[BEGIN]
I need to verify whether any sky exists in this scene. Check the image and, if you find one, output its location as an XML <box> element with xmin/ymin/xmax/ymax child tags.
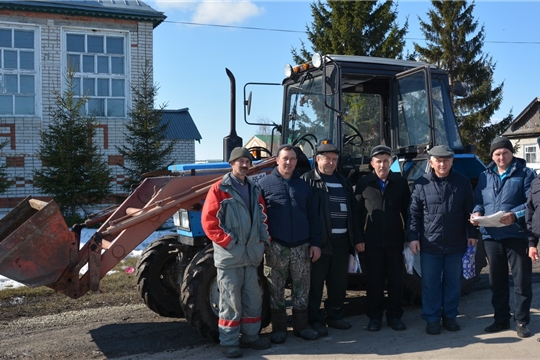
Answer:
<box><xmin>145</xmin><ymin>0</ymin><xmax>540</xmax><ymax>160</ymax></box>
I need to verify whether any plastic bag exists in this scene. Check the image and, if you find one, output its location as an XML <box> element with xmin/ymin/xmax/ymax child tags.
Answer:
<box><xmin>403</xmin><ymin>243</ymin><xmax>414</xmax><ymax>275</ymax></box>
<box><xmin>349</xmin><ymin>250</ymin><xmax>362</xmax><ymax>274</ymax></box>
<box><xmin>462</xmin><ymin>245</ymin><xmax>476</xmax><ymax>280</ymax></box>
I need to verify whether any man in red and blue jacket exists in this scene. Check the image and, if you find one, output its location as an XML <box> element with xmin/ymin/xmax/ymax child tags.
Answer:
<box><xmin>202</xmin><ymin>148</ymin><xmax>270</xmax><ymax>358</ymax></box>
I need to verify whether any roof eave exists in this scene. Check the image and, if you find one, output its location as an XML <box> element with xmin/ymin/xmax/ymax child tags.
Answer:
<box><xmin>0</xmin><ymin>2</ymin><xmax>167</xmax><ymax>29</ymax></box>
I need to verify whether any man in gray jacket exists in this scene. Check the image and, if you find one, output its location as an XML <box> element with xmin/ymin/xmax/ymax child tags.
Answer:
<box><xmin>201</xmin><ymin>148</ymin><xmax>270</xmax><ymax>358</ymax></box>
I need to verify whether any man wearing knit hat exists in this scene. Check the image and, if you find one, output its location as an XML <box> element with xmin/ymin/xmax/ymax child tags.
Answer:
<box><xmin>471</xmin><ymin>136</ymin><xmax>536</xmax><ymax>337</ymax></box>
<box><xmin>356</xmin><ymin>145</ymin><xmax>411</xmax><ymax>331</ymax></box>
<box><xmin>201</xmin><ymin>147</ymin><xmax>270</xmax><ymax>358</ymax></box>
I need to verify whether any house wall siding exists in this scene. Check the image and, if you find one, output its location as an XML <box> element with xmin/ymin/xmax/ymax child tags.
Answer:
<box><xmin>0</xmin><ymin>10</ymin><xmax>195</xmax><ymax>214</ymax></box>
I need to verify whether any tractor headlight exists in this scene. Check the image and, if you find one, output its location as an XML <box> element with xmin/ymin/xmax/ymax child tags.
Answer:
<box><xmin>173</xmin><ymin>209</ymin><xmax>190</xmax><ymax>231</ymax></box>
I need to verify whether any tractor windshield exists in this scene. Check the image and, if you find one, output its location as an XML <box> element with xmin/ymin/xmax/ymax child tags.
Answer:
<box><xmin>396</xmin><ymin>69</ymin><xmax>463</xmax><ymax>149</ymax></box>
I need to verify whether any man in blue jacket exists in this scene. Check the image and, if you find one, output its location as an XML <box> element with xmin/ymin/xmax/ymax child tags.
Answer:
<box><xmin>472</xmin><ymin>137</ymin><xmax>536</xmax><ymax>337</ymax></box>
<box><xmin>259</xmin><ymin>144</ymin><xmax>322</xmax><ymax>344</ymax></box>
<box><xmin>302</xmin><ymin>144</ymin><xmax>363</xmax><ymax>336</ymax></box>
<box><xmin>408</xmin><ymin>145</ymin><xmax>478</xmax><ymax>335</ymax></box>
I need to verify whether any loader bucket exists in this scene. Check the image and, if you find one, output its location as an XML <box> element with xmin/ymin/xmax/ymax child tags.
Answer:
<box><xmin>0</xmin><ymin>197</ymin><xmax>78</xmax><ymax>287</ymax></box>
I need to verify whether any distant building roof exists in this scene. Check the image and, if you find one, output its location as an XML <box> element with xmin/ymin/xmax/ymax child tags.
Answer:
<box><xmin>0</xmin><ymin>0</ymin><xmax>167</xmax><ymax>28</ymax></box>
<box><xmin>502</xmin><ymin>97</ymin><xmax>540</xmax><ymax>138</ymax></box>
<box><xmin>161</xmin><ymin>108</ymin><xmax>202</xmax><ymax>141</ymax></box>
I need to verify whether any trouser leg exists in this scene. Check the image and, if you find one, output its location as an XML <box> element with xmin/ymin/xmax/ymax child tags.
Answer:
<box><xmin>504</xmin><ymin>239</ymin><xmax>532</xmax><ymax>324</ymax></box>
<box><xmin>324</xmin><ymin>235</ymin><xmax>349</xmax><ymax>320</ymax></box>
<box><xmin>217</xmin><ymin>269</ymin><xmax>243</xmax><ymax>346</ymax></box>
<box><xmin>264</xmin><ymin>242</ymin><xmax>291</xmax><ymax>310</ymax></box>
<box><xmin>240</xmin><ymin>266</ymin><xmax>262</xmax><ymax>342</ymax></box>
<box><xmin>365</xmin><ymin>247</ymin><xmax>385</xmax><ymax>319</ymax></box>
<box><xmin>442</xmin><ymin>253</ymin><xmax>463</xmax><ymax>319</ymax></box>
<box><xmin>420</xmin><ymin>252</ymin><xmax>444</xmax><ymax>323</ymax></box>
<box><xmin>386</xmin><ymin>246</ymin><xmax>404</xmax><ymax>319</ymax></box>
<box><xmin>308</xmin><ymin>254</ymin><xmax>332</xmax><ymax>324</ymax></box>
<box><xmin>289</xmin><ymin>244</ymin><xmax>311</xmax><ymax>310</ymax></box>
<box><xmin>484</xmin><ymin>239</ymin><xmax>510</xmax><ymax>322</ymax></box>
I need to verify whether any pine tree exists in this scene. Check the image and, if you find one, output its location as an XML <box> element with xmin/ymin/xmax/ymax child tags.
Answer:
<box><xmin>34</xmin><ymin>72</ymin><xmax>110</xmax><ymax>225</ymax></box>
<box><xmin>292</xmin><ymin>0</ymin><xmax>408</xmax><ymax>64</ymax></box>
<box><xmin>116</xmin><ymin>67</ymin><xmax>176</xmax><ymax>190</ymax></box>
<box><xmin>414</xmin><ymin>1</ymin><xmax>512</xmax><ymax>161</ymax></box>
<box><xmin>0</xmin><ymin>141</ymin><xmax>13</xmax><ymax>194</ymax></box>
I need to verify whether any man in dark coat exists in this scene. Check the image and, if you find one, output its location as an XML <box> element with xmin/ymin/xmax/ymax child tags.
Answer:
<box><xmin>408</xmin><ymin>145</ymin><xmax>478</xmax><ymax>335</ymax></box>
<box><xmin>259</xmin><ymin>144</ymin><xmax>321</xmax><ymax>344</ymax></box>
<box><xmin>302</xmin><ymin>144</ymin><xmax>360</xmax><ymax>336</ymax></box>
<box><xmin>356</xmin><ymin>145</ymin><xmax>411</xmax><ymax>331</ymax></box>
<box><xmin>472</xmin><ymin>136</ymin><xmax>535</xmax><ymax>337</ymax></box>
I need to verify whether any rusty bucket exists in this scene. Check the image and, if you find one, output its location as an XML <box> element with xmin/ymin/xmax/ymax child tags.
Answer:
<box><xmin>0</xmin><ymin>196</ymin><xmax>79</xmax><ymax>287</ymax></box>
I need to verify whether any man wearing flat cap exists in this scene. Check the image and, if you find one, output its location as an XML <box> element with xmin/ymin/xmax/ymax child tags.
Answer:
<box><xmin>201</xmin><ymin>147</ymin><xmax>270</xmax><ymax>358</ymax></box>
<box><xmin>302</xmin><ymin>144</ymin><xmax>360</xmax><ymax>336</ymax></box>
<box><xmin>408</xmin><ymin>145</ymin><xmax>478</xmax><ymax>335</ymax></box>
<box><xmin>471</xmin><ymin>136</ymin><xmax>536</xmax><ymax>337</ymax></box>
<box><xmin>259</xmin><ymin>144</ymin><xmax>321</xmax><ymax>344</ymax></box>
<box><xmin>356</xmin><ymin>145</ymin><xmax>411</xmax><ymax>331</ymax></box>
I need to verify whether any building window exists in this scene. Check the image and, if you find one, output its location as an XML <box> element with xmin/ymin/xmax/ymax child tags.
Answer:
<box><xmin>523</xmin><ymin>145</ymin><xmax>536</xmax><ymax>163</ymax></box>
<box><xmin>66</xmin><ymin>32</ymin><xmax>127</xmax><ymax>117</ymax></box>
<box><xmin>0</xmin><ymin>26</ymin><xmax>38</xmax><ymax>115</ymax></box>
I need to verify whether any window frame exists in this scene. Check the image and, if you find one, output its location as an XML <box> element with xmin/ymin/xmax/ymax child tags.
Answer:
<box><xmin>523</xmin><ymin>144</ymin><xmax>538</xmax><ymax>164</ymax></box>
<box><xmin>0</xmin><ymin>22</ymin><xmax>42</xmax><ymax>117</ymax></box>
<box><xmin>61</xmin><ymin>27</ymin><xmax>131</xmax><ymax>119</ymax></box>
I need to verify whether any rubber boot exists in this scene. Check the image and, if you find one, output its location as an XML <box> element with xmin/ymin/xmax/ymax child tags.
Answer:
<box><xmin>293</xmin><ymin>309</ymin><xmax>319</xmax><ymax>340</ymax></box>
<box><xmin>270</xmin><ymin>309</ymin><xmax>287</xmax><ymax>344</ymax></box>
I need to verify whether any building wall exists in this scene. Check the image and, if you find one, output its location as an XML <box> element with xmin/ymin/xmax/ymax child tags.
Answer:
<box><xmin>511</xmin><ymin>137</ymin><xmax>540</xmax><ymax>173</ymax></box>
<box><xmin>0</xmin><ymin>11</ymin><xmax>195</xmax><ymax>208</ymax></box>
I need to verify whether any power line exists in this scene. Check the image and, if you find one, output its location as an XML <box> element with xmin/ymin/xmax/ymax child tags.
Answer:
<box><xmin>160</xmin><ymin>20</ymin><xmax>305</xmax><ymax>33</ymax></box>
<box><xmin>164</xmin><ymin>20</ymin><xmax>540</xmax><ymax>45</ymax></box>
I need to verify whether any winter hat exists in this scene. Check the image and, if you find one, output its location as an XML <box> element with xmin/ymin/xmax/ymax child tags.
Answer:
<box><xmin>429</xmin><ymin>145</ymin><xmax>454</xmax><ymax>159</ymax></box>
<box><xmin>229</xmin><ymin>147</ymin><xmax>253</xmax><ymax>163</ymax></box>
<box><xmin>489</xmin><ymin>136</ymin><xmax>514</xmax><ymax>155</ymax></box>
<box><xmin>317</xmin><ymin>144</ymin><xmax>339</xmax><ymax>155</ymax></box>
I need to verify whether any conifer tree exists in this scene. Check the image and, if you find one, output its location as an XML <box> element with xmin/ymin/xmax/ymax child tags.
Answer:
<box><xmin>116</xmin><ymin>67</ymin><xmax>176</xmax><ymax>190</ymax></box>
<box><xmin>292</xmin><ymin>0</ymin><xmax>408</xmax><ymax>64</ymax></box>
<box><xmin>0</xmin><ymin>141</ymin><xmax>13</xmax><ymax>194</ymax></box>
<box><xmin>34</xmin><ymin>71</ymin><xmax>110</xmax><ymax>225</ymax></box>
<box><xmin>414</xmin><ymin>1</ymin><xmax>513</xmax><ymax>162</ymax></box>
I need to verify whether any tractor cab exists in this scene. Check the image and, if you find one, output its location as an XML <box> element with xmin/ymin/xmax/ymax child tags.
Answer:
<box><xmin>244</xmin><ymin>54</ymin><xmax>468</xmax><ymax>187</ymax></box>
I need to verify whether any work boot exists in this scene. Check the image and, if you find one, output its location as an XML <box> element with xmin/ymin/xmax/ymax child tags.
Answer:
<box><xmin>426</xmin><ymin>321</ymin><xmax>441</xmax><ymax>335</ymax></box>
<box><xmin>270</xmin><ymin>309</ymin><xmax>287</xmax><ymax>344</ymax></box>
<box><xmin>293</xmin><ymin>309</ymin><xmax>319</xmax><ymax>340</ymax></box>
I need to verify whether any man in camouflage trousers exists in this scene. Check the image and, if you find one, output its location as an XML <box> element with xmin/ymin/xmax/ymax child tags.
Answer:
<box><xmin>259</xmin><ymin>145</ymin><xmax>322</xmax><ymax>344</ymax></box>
[END]
What this task involves — Can you repeat, word for word, the part of the material that opens with the line containing "I need to verify whether any man in camouflage" and closes with the final line of the material?

Task answer —
I need to verify whether any man in camouflage trousers exists in this scene. Check the image and, if you find one, output its location as an XML <box> element with xmin/ymin/xmax/ymax child tags.
Answer:
<box><xmin>259</xmin><ymin>145</ymin><xmax>322</xmax><ymax>344</ymax></box>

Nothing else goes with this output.